PROBLEM
Rewrite the lines from the first one up to and including the line with "x=439, y=799", substituting "central" for "innermost" and leaving everything else unchanged. Return only those lines.

>> start

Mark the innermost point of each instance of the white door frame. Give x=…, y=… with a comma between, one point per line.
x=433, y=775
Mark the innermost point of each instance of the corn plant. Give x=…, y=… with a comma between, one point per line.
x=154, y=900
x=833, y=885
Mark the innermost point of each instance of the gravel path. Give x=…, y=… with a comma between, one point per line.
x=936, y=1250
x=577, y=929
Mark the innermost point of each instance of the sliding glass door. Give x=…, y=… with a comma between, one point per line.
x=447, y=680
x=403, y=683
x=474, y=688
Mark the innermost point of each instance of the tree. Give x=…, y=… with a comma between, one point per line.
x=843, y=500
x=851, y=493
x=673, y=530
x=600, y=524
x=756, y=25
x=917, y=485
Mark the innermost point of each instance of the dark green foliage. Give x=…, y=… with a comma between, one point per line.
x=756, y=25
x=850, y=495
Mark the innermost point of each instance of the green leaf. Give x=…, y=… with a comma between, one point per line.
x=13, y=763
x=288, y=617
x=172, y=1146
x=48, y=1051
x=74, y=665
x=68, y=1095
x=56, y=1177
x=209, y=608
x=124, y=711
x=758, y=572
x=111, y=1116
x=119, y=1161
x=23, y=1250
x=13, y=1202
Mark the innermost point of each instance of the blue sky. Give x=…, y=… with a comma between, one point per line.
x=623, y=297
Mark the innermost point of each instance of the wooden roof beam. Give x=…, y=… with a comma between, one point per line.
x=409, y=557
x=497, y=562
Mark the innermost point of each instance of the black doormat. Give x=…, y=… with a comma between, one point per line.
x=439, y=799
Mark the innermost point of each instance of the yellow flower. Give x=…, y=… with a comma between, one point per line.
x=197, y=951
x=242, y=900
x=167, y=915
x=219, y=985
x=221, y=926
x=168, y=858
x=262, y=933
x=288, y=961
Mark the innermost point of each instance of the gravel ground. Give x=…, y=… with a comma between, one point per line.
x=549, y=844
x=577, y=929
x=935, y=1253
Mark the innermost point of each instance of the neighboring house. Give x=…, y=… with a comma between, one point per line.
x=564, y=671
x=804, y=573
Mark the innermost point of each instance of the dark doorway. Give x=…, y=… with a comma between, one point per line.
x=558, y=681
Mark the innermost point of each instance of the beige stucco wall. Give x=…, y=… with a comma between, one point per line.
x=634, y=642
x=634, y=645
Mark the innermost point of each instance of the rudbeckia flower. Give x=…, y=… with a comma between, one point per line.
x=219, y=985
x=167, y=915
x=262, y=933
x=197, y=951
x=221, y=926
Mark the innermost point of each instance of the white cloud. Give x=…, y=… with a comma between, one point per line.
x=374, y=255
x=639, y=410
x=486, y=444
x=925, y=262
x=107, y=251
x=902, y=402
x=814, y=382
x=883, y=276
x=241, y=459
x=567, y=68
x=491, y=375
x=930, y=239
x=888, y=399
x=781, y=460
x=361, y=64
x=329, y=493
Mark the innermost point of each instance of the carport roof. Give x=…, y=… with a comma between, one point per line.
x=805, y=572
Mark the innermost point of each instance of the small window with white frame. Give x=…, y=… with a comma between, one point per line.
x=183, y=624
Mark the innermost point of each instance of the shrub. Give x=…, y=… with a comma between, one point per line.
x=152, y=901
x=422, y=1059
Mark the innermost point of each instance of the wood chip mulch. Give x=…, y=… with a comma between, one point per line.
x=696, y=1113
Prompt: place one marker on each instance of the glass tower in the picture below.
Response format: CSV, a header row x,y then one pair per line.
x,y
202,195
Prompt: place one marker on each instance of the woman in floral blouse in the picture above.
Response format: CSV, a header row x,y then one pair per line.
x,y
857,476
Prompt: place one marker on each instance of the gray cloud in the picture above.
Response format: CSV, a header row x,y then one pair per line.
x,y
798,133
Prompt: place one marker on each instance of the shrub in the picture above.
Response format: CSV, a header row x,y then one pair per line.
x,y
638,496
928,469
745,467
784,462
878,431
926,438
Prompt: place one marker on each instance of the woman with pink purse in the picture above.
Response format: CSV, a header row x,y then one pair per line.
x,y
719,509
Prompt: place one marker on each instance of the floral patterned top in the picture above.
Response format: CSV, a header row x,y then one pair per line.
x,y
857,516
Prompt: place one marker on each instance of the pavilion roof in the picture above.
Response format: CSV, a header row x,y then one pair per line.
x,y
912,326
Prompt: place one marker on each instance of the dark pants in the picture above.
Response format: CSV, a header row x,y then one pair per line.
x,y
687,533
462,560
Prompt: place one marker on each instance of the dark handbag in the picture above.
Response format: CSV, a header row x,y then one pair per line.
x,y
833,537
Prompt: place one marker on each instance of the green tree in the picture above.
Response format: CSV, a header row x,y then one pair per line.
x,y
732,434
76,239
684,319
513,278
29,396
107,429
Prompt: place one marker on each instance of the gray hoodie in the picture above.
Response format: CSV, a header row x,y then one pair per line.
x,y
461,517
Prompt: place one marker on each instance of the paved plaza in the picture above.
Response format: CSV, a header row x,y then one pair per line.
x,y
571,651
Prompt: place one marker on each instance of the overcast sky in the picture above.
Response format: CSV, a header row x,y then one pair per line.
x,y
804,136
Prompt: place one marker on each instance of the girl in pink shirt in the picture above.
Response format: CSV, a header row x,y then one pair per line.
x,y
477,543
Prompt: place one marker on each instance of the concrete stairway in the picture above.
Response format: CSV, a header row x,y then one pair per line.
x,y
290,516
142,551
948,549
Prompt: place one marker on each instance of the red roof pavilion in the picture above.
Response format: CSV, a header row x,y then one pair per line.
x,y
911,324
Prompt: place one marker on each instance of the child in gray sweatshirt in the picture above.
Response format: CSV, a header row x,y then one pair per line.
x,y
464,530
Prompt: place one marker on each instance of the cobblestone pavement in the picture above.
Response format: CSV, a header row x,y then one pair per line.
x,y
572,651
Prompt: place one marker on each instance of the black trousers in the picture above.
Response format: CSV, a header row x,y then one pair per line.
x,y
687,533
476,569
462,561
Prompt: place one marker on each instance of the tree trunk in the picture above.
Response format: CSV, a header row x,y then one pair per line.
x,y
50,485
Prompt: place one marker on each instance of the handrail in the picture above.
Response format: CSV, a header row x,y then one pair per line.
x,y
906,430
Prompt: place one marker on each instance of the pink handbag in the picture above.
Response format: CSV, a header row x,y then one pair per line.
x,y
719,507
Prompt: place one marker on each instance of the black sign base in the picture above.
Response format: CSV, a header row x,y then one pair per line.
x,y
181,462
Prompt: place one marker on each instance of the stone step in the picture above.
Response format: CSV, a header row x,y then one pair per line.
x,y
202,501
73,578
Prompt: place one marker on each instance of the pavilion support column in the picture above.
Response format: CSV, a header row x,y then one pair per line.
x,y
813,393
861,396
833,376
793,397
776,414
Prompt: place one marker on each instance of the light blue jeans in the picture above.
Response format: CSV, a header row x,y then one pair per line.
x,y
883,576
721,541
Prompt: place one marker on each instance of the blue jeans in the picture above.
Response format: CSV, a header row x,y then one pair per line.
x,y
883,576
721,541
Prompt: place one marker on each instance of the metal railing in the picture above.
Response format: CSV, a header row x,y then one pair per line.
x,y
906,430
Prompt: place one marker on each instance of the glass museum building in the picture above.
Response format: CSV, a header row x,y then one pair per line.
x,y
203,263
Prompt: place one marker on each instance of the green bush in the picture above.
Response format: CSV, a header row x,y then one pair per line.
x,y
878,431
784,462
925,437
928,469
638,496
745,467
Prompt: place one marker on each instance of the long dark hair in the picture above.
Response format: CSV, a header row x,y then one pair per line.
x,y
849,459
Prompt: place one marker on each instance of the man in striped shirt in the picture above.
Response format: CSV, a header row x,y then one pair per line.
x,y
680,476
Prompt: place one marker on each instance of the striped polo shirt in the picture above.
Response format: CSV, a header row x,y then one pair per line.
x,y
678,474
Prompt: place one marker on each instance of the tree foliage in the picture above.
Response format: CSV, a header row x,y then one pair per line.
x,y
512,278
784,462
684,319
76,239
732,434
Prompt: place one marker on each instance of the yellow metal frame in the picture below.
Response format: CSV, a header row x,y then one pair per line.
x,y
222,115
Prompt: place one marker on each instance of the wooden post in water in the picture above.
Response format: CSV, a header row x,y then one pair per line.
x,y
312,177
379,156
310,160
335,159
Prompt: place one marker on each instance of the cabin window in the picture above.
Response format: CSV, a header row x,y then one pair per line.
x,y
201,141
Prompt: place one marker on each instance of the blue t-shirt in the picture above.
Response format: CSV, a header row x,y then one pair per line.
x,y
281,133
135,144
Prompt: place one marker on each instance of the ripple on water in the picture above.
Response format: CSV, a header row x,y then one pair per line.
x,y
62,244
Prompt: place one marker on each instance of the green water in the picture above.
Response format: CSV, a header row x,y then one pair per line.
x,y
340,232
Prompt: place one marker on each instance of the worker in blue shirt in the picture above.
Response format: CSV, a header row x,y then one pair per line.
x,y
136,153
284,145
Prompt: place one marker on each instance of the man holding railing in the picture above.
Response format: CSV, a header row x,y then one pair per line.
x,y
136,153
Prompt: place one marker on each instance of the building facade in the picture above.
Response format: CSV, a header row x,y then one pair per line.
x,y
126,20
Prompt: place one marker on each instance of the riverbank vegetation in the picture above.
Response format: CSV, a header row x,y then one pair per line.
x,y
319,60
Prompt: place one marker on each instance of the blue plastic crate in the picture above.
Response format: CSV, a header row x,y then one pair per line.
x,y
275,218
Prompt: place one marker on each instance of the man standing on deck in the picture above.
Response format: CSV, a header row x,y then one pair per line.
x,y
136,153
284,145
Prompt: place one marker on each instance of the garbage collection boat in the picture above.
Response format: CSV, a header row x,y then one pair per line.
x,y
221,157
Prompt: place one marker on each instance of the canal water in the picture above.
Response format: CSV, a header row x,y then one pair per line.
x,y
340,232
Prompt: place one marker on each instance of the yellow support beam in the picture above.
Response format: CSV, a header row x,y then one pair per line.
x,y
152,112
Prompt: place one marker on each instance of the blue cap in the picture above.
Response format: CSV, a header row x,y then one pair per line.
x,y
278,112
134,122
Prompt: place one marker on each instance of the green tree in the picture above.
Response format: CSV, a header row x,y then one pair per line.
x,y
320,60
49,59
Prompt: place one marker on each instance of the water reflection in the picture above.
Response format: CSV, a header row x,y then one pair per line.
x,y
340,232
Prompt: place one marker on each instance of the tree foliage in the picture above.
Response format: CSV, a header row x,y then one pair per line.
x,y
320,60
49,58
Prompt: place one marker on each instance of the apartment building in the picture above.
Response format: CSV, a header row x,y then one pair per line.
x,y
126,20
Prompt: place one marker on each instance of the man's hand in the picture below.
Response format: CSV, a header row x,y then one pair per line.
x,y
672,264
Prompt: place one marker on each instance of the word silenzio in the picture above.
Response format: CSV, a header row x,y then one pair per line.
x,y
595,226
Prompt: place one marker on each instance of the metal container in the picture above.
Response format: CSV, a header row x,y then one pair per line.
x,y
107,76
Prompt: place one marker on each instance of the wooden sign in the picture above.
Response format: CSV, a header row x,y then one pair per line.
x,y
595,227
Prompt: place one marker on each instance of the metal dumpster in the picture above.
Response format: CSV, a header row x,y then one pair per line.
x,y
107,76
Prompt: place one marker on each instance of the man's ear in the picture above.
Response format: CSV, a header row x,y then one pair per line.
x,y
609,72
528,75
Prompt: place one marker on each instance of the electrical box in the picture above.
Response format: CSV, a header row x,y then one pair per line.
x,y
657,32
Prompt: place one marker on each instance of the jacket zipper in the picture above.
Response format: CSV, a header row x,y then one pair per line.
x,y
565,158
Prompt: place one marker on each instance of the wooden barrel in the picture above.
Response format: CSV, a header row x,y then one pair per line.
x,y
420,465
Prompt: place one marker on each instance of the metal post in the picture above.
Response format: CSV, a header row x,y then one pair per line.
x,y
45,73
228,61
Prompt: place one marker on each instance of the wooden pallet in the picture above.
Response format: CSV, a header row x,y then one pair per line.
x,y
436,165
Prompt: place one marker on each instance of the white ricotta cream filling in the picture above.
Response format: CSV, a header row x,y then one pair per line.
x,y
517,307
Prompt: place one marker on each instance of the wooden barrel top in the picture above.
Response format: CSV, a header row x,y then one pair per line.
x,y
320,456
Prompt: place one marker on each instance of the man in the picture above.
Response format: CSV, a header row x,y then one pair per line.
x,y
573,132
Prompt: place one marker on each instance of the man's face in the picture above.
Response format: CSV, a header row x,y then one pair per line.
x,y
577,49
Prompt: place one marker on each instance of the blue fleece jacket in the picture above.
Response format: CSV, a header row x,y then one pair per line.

>> end

SOLUTION TO THIS TASK
Mark the central point of each instance of the white door frame. Give x=…, y=… with a comma between, one point per line.
x=433, y=775
Mark the central point of each instance of the corn plant. Give x=…, y=… with a comma between, one point per line.
x=154, y=900
x=833, y=885
Mark the central point of each instance of the gravel path. Give x=…, y=… with a comma between, one point per line.
x=936, y=1250
x=577, y=929
Mark the central point of each instance of the sliding glass door. Give x=…, y=… with a comma between, one point per line.
x=447, y=680
x=403, y=683
x=474, y=688
Mark the central point of each instance of the tree. Give x=…, y=… with a comma between, one point per line.
x=843, y=500
x=851, y=493
x=673, y=530
x=600, y=524
x=756, y=25
x=917, y=485
Mark the central point of each instance of the dark green foliage. Give x=…, y=… with a comma between, one point per line.
x=756, y=25
x=850, y=495
Mark the central point of each instance of the green leaf. Give x=…, y=… with a comma between, one point per line.
x=13, y=763
x=288, y=617
x=172, y=1146
x=48, y=1051
x=74, y=665
x=68, y=1095
x=56, y=1177
x=209, y=608
x=124, y=711
x=758, y=572
x=111, y=1116
x=119, y=1161
x=23, y=1250
x=13, y=1202
Mark the central point of each instance of the blue sky. Give x=…, y=… with a comma between, one point per line.
x=623, y=297
Mark the central point of each instance of the wooden roof beam. Give x=…, y=… with a comma between, one point per line.
x=409, y=557
x=497, y=562
Mark the central point of each instance of the black doormat. Give x=…, y=… with a comma between, one point per line.
x=439, y=799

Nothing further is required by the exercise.